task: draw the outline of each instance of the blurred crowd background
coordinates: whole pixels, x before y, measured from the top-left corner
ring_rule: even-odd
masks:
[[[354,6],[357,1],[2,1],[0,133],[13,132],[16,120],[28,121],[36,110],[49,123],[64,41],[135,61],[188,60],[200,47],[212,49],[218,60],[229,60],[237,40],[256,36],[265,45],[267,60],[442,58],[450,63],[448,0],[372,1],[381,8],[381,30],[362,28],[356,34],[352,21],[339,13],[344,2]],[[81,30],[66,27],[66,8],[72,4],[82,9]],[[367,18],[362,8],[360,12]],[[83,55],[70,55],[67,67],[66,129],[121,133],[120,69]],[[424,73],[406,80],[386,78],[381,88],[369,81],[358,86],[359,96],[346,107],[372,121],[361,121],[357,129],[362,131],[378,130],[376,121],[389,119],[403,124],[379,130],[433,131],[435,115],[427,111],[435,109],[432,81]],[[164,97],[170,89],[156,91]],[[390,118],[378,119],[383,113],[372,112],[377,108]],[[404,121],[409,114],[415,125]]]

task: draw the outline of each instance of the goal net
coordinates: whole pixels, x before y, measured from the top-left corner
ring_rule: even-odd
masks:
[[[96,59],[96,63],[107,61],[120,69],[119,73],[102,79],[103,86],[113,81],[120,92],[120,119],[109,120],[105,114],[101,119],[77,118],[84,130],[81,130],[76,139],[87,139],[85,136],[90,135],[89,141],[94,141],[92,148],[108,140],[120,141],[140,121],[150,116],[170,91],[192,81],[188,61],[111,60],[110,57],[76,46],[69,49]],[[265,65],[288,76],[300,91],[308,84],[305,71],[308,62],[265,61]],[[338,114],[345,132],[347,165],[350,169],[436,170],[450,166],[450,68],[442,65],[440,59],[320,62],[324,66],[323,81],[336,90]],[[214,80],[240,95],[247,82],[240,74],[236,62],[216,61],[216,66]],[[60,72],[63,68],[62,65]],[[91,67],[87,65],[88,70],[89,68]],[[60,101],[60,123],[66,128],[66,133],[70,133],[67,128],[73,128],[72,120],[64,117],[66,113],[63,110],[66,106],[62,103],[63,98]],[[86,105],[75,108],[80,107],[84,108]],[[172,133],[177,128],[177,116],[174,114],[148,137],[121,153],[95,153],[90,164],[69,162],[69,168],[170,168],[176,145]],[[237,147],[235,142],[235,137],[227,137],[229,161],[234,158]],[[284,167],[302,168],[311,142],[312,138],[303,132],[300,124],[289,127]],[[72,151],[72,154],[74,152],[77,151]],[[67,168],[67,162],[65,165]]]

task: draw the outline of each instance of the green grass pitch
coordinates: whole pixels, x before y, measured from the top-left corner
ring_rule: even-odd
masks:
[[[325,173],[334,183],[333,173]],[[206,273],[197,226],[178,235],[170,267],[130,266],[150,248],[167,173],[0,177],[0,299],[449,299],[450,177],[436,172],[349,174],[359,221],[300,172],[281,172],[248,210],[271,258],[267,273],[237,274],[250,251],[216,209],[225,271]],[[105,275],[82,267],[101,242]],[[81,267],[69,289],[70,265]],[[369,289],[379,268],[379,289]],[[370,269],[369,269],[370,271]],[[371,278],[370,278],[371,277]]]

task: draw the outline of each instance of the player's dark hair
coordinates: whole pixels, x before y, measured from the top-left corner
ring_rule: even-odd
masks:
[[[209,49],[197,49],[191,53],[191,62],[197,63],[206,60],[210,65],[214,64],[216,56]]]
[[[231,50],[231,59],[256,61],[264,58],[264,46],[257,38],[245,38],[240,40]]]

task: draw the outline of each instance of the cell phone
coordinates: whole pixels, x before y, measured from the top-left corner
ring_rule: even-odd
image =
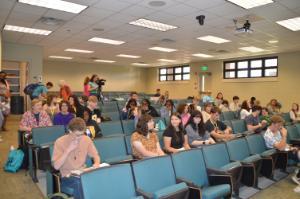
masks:
[[[90,129],[86,129],[85,133],[87,136],[92,137],[92,133]]]

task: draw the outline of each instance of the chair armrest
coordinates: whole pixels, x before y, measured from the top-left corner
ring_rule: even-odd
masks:
[[[197,188],[198,186],[195,185],[192,181],[189,181],[185,178],[176,178],[176,183],[185,182],[187,186]]]
[[[221,171],[221,170],[217,170],[217,169],[213,169],[213,168],[207,168],[207,173],[208,173],[208,175],[213,175],[213,174],[228,175],[228,173],[226,171]]]
[[[221,184],[229,184],[231,189],[230,189],[230,194],[229,196],[232,195],[233,192],[233,181],[231,175],[209,175],[208,176],[208,181],[209,184],[214,186],[214,185],[221,185]],[[231,198],[231,197],[229,197]]]
[[[137,195],[143,196],[145,199],[152,199],[153,195],[143,191],[142,189],[136,189]]]

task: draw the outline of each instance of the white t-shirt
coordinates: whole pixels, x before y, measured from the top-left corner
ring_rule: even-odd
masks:
[[[290,118],[293,121],[300,121],[300,111],[298,111],[296,114],[294,113],[294,111],[290,111]]]
[[[247,111],[246,109],[242,109],[240,113],[241,120],[244,120],[248,115],[251,114],[251,112],[252,112],[251,110]]]
[[[229,105],[229,109],[231,111],[238,111],[241,109],[240,105],[239,104],[236,104],[234,102],[231,102],[230,105]]]
[[[203,117],[203,122],[206,123],[207,120],[210,119],[210,114],[207,113],[206,111],[201,111],[201,113],[202,113],[202,117]]]

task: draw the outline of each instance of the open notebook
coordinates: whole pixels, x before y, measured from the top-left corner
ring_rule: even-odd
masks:
[[[108,166],[110,166],[110,165],[107,164],[107,163],[102,163],[102,164],[99,164],[99,167],[86,167],[86,168],[82,168],[82,169],[72,170],[71,175],[79,176],[84,172],[92,171],[94,169],[98,169],[98,168],[101,168],[101,167],[108,167]]]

■ Exercise prompt: A complete and exact copy of the records is required. Exclude the pictures.

■ Answer to this task:
task: draw the outline of each instance of the blurred crowd background
coordinates: whole pixels, x before y, measured from the top-left corner
ring_rule: even-odd
masks:
[[[354,6],[357,1],[2,1],[0,133],[13,132],[16,120],[28,121],[36,110],[49,123],[64,41],[135,61],[188,60],[200,47],[212,49],[218,60],[229,60],[237,40],[256,36],[265,45],[267,60],[442,58],[450,63],[448,0],[372,1],[381,8],[381,30],[362,28],[356,34],[352,21],[339,13],[344,2]],[[81,30],[66,27],[66,8],[72,4],[82,9]],[[367,18],[362,8],[360,12]],[[83,55],[70,55],[67,67],[66,129],[121,133],[120,69]],[[424,73],[406,80],[386,78],[381,88],[369,81],[358,86],[359,96],[346,107],[372,121],[361,121],[357,129],[362,131],[378,130],[376,121],[389,119],[403,124],[379,130],[433,131],[435,115],[427,111],[435,109],[432,81]],[[164,97],[170,89],[156,91]],[[390,118],[378,119],[383,113],[372,112],[377,108]],[[404,121],[409,114],[415,125]]]

task: draw the outline of each instance of the goal net
coordinates: whole pixels, x before y, measured from the top-left corner
ring_rule: even-odd
masks:
[[[96,59],[96,63],[107,61],[120,69],[119,73],[102,79],[103,86],[113,81],[120,92],[120,119],[109,120],[105,114],[101,119],[77,118],[84,130],[81,130],[76,139],[87,139],[85,136],[90,135],[89,141],[94,141],[92,148],[108,140],[120,141],[140,121],[150,116],[170,91],[192,81],[188,61],[111,60],[110,57],[76,46],[69,49]],[[265,65],[288,76],[300,91],[308,84],[305,71],[308,62],[265,61]],[[338,114],[345,132],[347,165],[350,169],[436,170],[450,166],[450,68],[442,65],[440,59],[320,62],[324,66],[323,81],[336,90]],[[214,80],[240,95],[247,82],[240,74],[236,62],[216,61],[216,66]],[[60,72],[63,68],[62,65]],[[91,67],[87,65],[88,70],[89,68]],[[60,101],[60,123],[66,128],[66,133],[70,133],[67,128],[73,128],[72,120],[64,117],[66,113],[63,110],[66,106],[62,103],[63,98]],[[86,105],[75,108],[80,107],[84,108]],[[172,133],[177,128],[177,116],[174,114],[148,137],[121,153],[95,153],[90,164],[69,162],[69,168],[170,168],[176,145]],[[237,147],[235,142],[235,137],[227,137],[229,161],[234,158]],[[284,167],[302,168],[311,142],[312,138],[303,132],[300,124],[289,127]],[[72,151],[72,154],[74,152],[77,151]],[[67,168],[67,162],[65,165]]]

task: draw the outline of each instance of the green grass pitch
coordinates: whole pixels, x before y, measured from the top-left corner
ring_rule: even-odd
masks:
[[[325,173],[334,183],[333,173]],[[206,273],[197,226],[178,235],[170,267],[130,266],[150,248],[167,173],[0,177],[0,299],[449,299],[450,177],[436,172],[349,174],[359,221],[300,172],[281,172],[248,210],[271,258],[267,273],[237,274],[250,251],[216,209],[225,271]],[[105,275],[82,267],[101,242]],[[81,267],[69,289],[70,265]],[[369,289],[379,268],[379,289]],[[370,269],[369,269],[370,271]],[[371,278],[370,278],[371,277]]]

task: draw the outline of each instance of the player's dark hair
coordinates: whole pixels, x before y, measured from the top-left corner
ring_rule: even-odd
masks:
[[[209,49],[197,49],[191,53],[191,62],[197,63],[206,60],[210,65],[214,64],[216,56]]]
[[[231,50],[231,59],[256,61],[264,58],[264,46],[257,38],[245,38],[240,40]]]

task: draw the outline of each instance of the cell phone
coordinates: whole pixels, x before y, measured from the top-left corner
ring_rule: even-odd
image =
masks:
[[[90,129],[86,129],[85,133],[87,136],[92,137],[92,133]]]

task: draw the outline of each instance of the chair armrest
coordinates: whole pixels, x before y, measured from the top-left corner
ring_rule: even-odd
masks:
[[[197,188],[198,186],[195,185],[192,181],[189,181],[185,178],[176,178],[176,183],[185,182],[187,186]]]
[[[221,171],[221,170],[217,170],[217,169],[213,169],[213,168],[207,168],[207,173],[208,173],[208,175],[213,175],[213,174],[228,175],[228,173],[226,171]]]
[[[221,184],[229,184],[231,189],[230,189],[230,194],[229,196],[232,195],[233,192],[233,181],[231,175],[209,175],[208,176],[208,181],[209,184],[214,186],[214,185],[221,185]],[[231,198],[231,197],[229,197]]]
[[[137,195],[143,196],[145,199],[152,199],[153,195],[143,191],[142,189],[136,189]]]

task: draw the outline of each instance of the white t-shirt
coordinates: whole pixels, x before y, measured from the top-left corner
ring_rule: even-odd
masks:
[[[290,118],[293,121],[300,121],[300,111],[298,111],[296,114],[294,113],[294,111],[290,111]]]
[[[247,111],[246,109],[242,109],[240,113],[241,120],[244,120],[248,115],[251,114],[251,112],[252,112],[251,110]]]
[[[229,105],[229,109],[231,111],[238,111],[241,109],[240,105],[239,104],[236,104],[234,102],[231,102],[230,105]]]
[[[203,117],[203,122],[206,123],[207,120],[210,119],[210,114],[207,113],[206,111],[201,111],[201,113],[202,113],[202,117]]]

task: draw the outline of each instance of the open notebook
coordinates: whole pixels, x before y, measured from the top-left corner
ring_rule: even-odd
masks:
[[[108,166],[110,166],[110,165],[107,164],[107,163],[102,163],[102,164],[99,164],[99,167],[86,167],[86,168],[82,168],[82,169],[72,170],[71,175],[79,176],[84,172],[92,171],[94,169],[98,169],[98,168],[101,168],[101,167],[108,167]]]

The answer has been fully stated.